• [Work to complete]:
Restate all the data exactly, so that each line is the same as before.

Data excerpts:
- Opening Delimiter -

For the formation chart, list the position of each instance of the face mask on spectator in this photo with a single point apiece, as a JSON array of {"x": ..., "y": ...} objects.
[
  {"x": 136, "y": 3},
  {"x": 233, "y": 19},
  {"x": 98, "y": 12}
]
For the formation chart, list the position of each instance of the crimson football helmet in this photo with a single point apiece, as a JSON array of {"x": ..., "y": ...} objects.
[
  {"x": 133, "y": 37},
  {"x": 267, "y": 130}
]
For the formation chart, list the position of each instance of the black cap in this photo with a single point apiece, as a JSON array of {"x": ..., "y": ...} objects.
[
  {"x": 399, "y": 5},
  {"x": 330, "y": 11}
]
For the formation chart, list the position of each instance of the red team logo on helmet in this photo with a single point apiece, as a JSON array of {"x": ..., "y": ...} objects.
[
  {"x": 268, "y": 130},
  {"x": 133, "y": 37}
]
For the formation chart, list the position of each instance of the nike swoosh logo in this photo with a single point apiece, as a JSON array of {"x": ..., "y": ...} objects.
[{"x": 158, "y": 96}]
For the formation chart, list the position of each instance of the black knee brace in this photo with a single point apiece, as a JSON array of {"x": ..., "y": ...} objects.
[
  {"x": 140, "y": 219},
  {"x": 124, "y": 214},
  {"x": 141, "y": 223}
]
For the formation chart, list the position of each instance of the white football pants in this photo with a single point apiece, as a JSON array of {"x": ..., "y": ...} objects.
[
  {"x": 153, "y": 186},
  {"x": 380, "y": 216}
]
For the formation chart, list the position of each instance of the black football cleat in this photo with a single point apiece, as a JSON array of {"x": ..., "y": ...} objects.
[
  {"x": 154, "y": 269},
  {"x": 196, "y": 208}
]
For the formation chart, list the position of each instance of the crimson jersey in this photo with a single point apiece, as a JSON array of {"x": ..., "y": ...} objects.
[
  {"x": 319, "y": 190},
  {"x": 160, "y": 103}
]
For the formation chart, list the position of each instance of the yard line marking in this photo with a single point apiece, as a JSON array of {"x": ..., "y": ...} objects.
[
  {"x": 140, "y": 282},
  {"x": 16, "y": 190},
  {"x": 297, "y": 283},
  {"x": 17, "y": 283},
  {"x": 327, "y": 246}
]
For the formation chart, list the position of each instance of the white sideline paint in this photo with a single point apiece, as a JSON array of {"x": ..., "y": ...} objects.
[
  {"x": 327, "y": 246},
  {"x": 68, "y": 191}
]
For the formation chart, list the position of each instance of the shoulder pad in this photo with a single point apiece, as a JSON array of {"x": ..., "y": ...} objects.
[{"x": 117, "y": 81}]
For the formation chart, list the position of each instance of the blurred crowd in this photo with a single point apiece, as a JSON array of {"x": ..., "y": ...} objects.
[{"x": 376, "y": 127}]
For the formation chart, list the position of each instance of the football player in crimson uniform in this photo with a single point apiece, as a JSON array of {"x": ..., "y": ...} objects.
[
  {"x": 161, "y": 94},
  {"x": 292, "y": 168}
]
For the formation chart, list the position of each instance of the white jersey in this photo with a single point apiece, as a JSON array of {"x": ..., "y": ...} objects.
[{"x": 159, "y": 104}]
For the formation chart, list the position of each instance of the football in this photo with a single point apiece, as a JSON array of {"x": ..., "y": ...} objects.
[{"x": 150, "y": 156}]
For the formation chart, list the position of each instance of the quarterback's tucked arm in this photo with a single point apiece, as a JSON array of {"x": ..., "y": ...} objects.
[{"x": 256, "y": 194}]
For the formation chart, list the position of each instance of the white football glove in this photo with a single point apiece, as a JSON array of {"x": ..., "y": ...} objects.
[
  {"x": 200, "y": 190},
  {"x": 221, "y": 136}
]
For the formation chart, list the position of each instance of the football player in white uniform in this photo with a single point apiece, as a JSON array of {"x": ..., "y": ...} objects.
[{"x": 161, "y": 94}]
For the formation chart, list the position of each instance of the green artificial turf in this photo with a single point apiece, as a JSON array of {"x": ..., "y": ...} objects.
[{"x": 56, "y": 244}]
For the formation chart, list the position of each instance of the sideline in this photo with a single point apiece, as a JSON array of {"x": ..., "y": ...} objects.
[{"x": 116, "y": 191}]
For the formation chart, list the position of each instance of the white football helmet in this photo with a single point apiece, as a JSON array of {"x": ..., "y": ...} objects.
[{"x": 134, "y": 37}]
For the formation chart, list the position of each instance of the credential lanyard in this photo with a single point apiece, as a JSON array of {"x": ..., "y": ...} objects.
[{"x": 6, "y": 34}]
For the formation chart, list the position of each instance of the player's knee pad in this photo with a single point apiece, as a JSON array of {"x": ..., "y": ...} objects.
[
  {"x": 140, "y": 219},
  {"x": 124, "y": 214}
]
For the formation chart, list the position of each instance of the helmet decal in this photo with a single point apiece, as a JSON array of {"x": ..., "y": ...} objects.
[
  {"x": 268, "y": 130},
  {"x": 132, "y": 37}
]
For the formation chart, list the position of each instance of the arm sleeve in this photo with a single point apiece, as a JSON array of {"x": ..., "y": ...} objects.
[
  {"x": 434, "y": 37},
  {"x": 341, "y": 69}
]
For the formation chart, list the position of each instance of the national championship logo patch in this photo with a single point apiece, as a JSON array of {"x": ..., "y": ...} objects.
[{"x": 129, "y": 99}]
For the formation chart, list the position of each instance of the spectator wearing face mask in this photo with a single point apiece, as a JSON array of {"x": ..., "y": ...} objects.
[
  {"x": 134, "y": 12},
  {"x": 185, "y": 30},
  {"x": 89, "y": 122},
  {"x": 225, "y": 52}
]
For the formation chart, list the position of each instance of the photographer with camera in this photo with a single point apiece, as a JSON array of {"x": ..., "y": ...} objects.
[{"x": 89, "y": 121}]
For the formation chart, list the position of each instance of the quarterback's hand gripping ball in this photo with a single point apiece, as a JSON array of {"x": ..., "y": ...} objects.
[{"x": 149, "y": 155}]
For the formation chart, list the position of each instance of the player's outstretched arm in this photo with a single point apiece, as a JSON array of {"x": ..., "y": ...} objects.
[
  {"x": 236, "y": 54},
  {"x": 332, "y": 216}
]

- Closing Delimiter -

• [Reply]:
For the formation chart, list the position of each instance of the face mask on spectator in this photo with a single point apiece, as a JSON array of {"x": ..., "y": ...} objects.
[
  {"x": 136, "y": 3},
  {"x": 233, "y": 19},
  {"x": 98, "y": 12}
]
For the formation chart, list the position of each instance of the crimson football helmet in this photo with a single point apiece, as a JSON array of {"x": ..., "y": ...} objects.
[
  {"x": 133, "y": 37},
  {"x": 267, "y": 130}
]
For the formation chart, list the position of each instance of the black cap in this photo with a single point apiece, as a JSON array of {"x": ..., "y": ...} objects.
[
  {"x": 399, "y": 5},
  {"x": 330, "y": 11}
]
For the formation chart, list the position of each instance of the red team logo on helmet in this photo with a single point apiece, as a JSON array of {"x": ..., "y": ...} objects.
[
  {"x": 268, "y": 130},
  {"x": 133, "y": 37}
]
For the formation chart, list the position of each instance of the nike swoosh logo in this photo with a single point apiece, as a JSON array of {"x": ..., "y": ...} objects.
[{"x": 158, "y": 96}]
For the formation chart, list the position of each instance of the black knee brace in this photo with a single point apiece, as a JSON array of {"x": ..., "y": ...} objects.
[
  {"x": 140, "y": 219},
  {"x": 124, "y": 214},
  {"x": 141, "y": 223}
]
For the formation chart, list the position of each instance of the white football pants in this photo with a single point apiece, as a JSON array of {"x": ..., "y": ...} objects.
[
  {"x": 153, "y": 186},
  {"x": 380, "y": 216}
]
For the formation chart, list the position of each instance of the black football cleat in this photo with a single point apiece, as a JSON array of {"x": ..., "y": ...} objects.
[
  {"x": 154, "y": 269},
  {"x": 196, "y": 208}
]
For the formation chart, list the position of each instance of the crimson jersey in this photo with a single point apiece, as a JSON array of {"x": ..., "y": ...} objects.
[
  {"x": 319, "y": 190},
  {"x": 160, "y": 103}
]
For the formation chart, list the position of each instance of the yard line marking in this photo with a single point apiece, as a JSON array of {"x": ..., "y": ...} objects.
[
  {"x": 140, "y": 282},
  {"x": 16, "y": 190},
  {"x": 297, "y": 283},
  {"x": 17, "y": 283},
  {"x": 327, "y": 246}
]
For the formation chart, list the position of each instance of the white sideline paint in this photo with a single point apiece, as a JSON array of {"x": ..., "y": ...} objects.
[
  {"x": 327, "y": 246},
  {"x": 68, "y": 191}
]
For the formation chart, list the position of each instance of the shoulder pad in this photo with a single point apiece, as a JSON array of {"x": ..., "y": ...} objects.
[{"x": 117, "y": 81}]
For the formation chart, list the position of each instance of the blurred crowd in this photo with a single point apiece, as a JSON array of {"x": ..., "y": ...} objects.
[{"x": 376, "y": 127}]
For the formation chart, list the position of each instance of the football player in crimson uniform in this photo with a single point apiece, as a JSON array of {"x": ..., "y": ...} objects.
[
  {"x": 161, "y": 94},
  {"x": 292, "y": 168}
]
For the formation chart, list the position of each instance of the white jersey in this photo with a single point apiece, as a JSON array of {"x": ..., "y": ...} objects.
[{"x": 159, "y": 104}]
For the formation chart, list the position of each instance of the football in this photo with a single point apiece, as a JSON array of {"x": ..., "y": ...} objects.
[{"x": 150, "y": 156}]
For the formation chart, list the position of each instance of the quarterback's tucked arm in this photo with a single point apiece, as a JSON array of {"x": ..., "y": ...} objects.
[{"x": 256, "y": 194}]
For the formation chart, list the position of each instance of the white football glove in this photo with a single point apiece, as a JSON array of {"x": ..., "y": ...} objects.
[
  {"x": 200, "y": 190},
  {"x": 221, "y": 136}
]
For the formation chart, list the position of each instance of the football player in white uniform in this photo with a single point apiece, as a JSON array of {"x": ..., "y": ...} objects.
[{"x": 161, "y": 94}]
For the formation chart, list the position of each instance of the green artificial turf in this photo with a single point apiece, as a JSON array of {"x": ..., "y": ...} objects.
[{"x": 56, "y": 244}]
For the formation chart, list the position of each instance of the sideline in this photo with a single point apiece, as a JSON array of {"x": ..., "y": ...} objects.
[{"x": 116, "y": 191}]
For the formation chart, list the position of each instance of the white football helmet in this photo with a single point apiece, as a JSON array of {"x": ..., "y": ...} objects.
[{"x": 134, "y": 37}]
For the formation chart, list the position of each instance of the credential lanyard in this photo with a single point apiece, as a JSON array of {"x": ..., "y": ...} objects.
[{"x": 6, "y": 34}]
For the formation chart, list the position of each instance of the player's knee pad in this photo with a single point apiece, as a JSON array of {"x": ..., "y": ...} objects.
[
  {"x": 140, "y": 219},
  {"x": 124, "y": 214}
]
For the formation chart, list the position of each instance of the helmet decal in this photo with a single point apiece, as a JSON array of {"x": ..., "y": ...} objects.
[
  {"x": 268, "y": 130},
  {"x": 132, "y": 37}
]
For the formation chart, list the position of each instance of the arm sleeve in this photo with a single point apiece, as a JSON array of {"x": ..., "y": ...} objects.
[
  {"x": 434, "y": 37},
  {"x": 341, "y": 69}
]
For the formation chart, list the position of each instance of the national championship logo patch in this photo with a single point apiece, as a JSON array of {"x": ..., "y": ...} objects.
[{"x": 129, "y": 99}]
For the formation chart, list the position of each instance of the spectator wearing face mask in this photo with a single point apiece, as a JSON array of {"x": ..., "y": ...} objects.
[
  {"x": 134, "y": 12},
  {"x": 185, "y": 30},
  {"x": 89, "y": 122},
  {"x": 225, "y": 52}
]
For the formation chart, list the position of each instance of the photographer with camera in this photo with a single point apiece, as a JSON array of {"x": ..., "y": ...} objects.
[{"x": 89, "y": 121}]
For the formation chart, list the position of each instance of the quarterback's hand gripping ball in this photo with a single point apiece, as a JSON array of {"x": ..., "y": ...} objects.
[{"x": 149, "y": 155}]
For the formation chart, list the position of each instance of the player's outstretched arm in this photo with a single point apiece, as a JSON array of {"x": ..., "y": ...} objects.
[
  {"x": 236, "y": 54},
  {"x": 332, "y": 216}
]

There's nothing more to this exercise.